**Required task**
Please find each line in the entries below that contains the word "castle", and copy those lines out.

**Stored records**
╔══

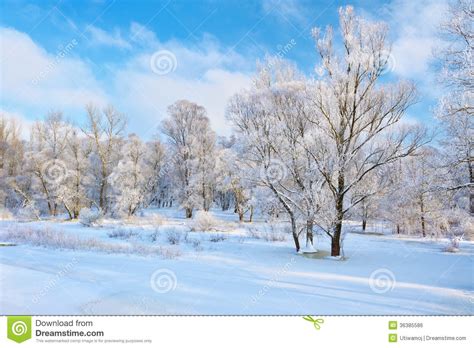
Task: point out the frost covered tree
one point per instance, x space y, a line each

╚══
╔══

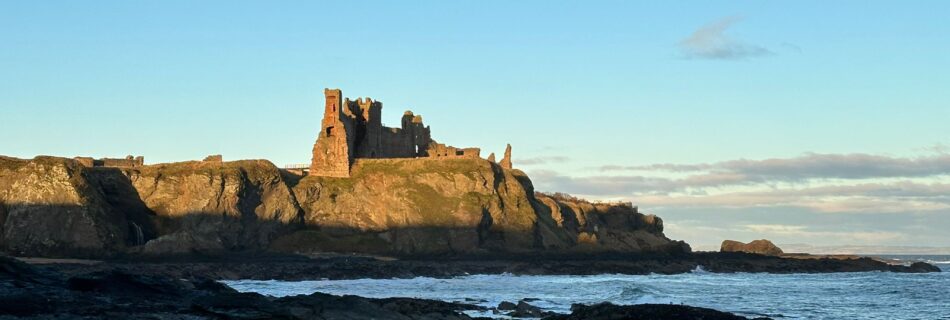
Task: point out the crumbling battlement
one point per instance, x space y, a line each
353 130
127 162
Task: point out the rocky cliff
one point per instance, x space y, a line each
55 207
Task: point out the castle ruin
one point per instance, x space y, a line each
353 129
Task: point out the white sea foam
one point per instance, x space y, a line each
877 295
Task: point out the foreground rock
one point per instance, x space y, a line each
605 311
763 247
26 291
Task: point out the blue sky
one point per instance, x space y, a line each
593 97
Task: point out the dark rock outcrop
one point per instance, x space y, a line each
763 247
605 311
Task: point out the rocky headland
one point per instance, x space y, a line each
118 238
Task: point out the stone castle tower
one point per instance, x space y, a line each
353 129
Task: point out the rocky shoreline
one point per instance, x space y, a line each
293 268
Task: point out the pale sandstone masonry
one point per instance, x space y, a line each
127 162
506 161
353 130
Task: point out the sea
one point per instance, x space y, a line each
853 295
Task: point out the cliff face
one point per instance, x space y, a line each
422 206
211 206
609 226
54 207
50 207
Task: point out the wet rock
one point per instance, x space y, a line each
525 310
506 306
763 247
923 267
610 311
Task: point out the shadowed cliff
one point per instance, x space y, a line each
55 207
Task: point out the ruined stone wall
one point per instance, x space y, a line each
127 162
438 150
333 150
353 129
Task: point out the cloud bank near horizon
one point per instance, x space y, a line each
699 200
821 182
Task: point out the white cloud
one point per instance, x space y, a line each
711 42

╚══

**Solution for this exercise**
Task: point out the castle ruin
Task: point out the stone castle tower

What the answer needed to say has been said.